> **Texto mostrado**:
┌────────

La calle del Arsenal, no sobra decirlo, era de tierra, en algunas partes cubierta por los residuos de madera de los astilleros y en otras por la basura que dejaban los camiones que llegaban con víveres para acopio de sus tiendas y depósitos mayoristas. Se estrechaba a la altura de la llamada Batería del Reducto –la antigua sede de la Virgen que hoy está sobre un pedestal en la bahía-- porque allí estaban dos edificaciones posteriormente demolidas, una casa colonial ruinosa, donde tenía la carpintería el señor Florencio, y una casa de mampostería con rejas de hierro, contigua a la muralla, en donde quedaba la llamada Gota de Leche, un dispensario para madres pobres.-

Esas calles tienen también para mí el recuerdo de las primeras cosas. Viviendo en ellas conocí el cine. Recuerdo que mi mamá me llevó a ver en los cines Almirante Padilla y Rialto, entre otras, las películas Genoveva de Brabante, Besos brujos con Libertad Lamarque, Un día con el diablo con Cantinflas y ¡Ay Jalisco no te rajes! con Jorge Negrete. Y que me llevó a ver el primer partido de béisbol de primera categoría, deporte al cual era aficionado desde pequeño y que escuchaba por la radio, afición que llegaba a los extremos de poner a San Antonio de cabeza para que me hiciera el milagro del triunfo de mi equipo. Recuerdo que se celebraba la Novena Serie Mundial de pelota y mi tío Luis le dijo a mi mamá que me llevara, que ese día jugaba Colombia con Puerto Rico. Mi mamá me subió a un bus de Popa y me llevó al estadio Once de Noviembre recientemente construido, que estaba de “bote en bote”, y ya adentro, sentados en las gradas de sombra, empecé a sentir el temor de verme en medio de una multitud que no conocía y que le gritaba a los jugadores palabras que no entendía. Hoy no sé qué fue, si un hit impulsador de algún pelotero colombiano, de “Chita” Miranda por ejemplo, o el tercer strike de “Petaca” Rodríguez a un bateador puertorriqueño con las bases llenas, pero lo cierto fue que ese monstruo de mil cabezas se levantó de sus asientos y produjo una algarabía monumental que me hizo estallar en pánico y en llanto, y a mi madre no le quedó otra alternativa, recomendada por los espectadores vecinos, que sacarme del estadio y llevarme a casa.

La playa del Arsenal fue también testigo de mi primera herida. Jugábamos a los piratas y por tratar de imitar al espadachín Errol Flyn –uno de mis héroes del celuloide-- pisé mal y me fui de bruces sobre uno de los maderos de la armazón de una lancha y el filo de una de sus aristas me abrió una herida de tres puntos en la ceja derecha cuya cicatriz todavía conservo. A mi madre casi le da un patatús cuando me vio la cara bañada en sangre y desde ese día me quedó terminantemente prohibido subirme a las lanchas en construcción, a jugar a los filibusteros del Caribe con “los negritos” de la plaza del Pozo del barrio Getsemaní.

└────────

> **Material de origen**:
┌────────

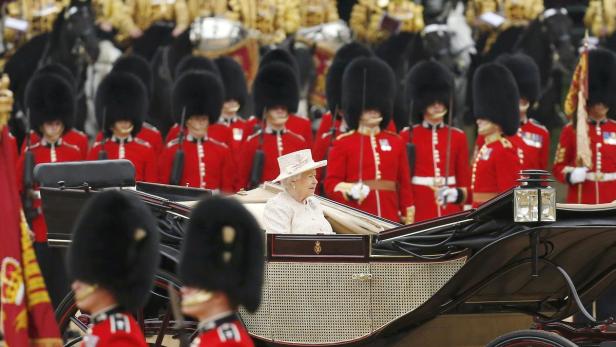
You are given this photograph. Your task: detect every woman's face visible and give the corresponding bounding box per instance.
[294,170,318,201]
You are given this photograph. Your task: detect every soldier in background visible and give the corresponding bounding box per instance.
[66,190,160,347]
[324,58,415,224]
[159,71,236,193]
[553,49,616,204]
[471,63,522,207]
[400,61,471,222]
[178,196,265,347]
[584,0,616,38]
[239,62,309,188]
[88,72,158,182]
[349,0,424,44]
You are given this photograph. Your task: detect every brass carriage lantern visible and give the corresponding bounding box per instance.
[513,170,556,223]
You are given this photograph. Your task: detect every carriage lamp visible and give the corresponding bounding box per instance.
[513,170,556,223]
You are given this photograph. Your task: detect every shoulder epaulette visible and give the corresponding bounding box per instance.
[207,137,229,148]
[336,130,355,140]
[109,313,130,334]
[133,137,152,148]
[246,130,261,141]
[286,130,306,141]
[499,137,513,148]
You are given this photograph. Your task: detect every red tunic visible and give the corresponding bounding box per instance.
[239,129,310,188]
[96,122,163,154]
[21,128,88,159]
[244,114,312,147]
[88,137,158,183]
[554,119,616,204]
[400,123,471,222]
[80,311,147,347]
[471,137,522,207]
[17,139,82,242]
[190,314,254,347]
[159,135,236,193]
[475,119,550,170]
[324,130,413,222]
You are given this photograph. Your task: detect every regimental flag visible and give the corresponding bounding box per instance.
[565,33,592,169]
[0,97,62,347]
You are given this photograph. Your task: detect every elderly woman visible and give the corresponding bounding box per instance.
[263,149,334,234]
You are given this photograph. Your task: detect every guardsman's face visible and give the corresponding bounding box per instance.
[41,120,64,142]
[267,106,289,126]
[425,101,447,121]
[186,115,210,138]
[222,100,240,116]
[111,120,135,137]
[359,110,383,128]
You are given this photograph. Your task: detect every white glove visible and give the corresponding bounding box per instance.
[436,187,458,205]
[569,167,588,184]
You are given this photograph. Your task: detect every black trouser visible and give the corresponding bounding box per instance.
[34,242,70,309]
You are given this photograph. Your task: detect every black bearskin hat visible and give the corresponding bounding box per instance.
[95,72,148,137]
[496,53,541,105]
[214,57,248,108]
[588,48,616,109]
[252,62,299,118]
[325,41,372,113]
[66,190,159,311]
[173,70,224,124]
[259,48,300,77]
[178,196,265,312]
[473,63,520,136]
[405,60,454,124]
[25,73,76,134]
[342,58,396,129]
[174,55,220,79]
[111,54,153,98]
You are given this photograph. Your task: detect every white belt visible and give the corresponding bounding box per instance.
[411,176,456,187]
[586,172,616,182]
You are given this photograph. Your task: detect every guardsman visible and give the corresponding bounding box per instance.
[66,190,160,347]
[214,57,248,154]
[245,48,312,146]
[299,0,339,28]
[21,63,88,159]
[471,63,522,207]
[324,57,415,224]
[178,196,265,347]
[227,0,302,45]
[349,0,424,44]
[553,49,616,204]
[475,53,550,170]
[159,71,236,193]
[312,41,372,191]
[17,73,83,243]
[400,61,471,222]
[96,54,163,154]
[88,72,158,182]
[584,0,616,38]
[239,62,309,188]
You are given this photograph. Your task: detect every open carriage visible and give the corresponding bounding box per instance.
[37,161,616,346]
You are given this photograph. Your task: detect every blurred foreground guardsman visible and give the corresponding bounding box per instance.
[159,71,236,193]
[400,61,471,222]
[554,49,616,204]
[66,190,159,347]
[178,196,265,347]
[471,63,521,207]
[88,72,158,182]
[17,74,82,245]
[239,62,309,188]
[324,58,415,224]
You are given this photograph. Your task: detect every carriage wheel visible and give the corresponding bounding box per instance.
[56,270,197,347]
[486,330,577,347]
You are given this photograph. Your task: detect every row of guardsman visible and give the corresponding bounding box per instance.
[7,38,616,242]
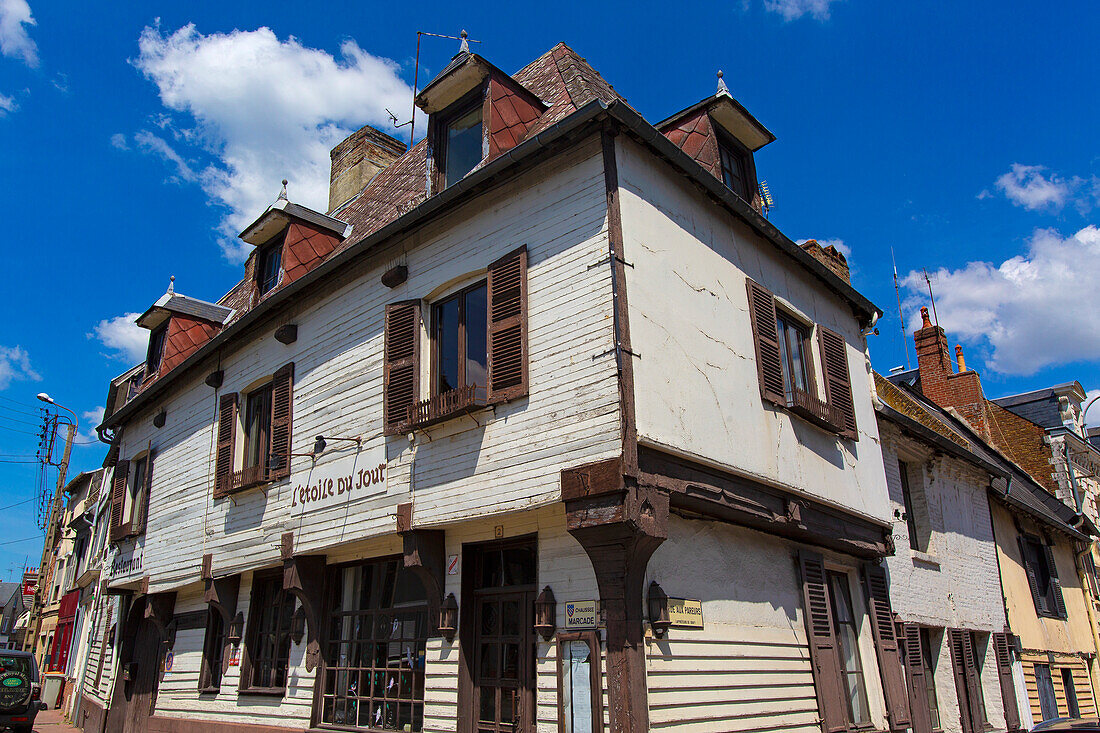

└────────

> **Tarea A**:
Según el texto mostrado, ¿qué funcionaba en la casa de mampostería con rejas de hierro contigua a la muralla?
> **Tarea B**:
Reproduce del texto mostrado el tramo que va desde "La playa del" hasta "del barrio Getsemaní.".
> **Tarea C**:
Resume el texto mostrado en tres oraciones.

> **Resultado A**:
La llamada Gota de Leche, un dispensario para madres pobres.

> **Resultado B**:
La playa del Arsenal fue también testigo de mi primera herida. Jugábamos a los piratas y por tratar de imitar al espadachín Errol Flyn –uno de mis héroes del celuloide-- pisé mal y me fui de bruces sobre uno de los maderos de la armazón de una lancha y el filo de una de sus aristas me abrió una herida de tres puntos en la ceja derecha cuya cicatriz todavía conservo. A mi madre casi le da un patatús cuando me vio la cara bañada en sangre y desde ese día me quedó terminantemente prohibido subirme a las lanchas en construcción, a jugar a los filibusteros del Caribe con “los negritos” de la plaza del Pozo del barrio Getsemaní.

> **Resultado C**:
La calle del Arsenal era de tierra y se estrechaba a la altura de la Batería del Reducto, donde había una carpintería y un dispensario para madres pobres. En esas calles quien narra conoció el cine y fue a su primer partido de béisbol, del que su madre tuvo que sacarle por el pánico y el llanto que le causó el griterío de la multitud. En la playa del Arsenal sufrió su primera herida, en la ceja derecha, al caer sobre el armazón de una lancha mientras jugaba a los piratas.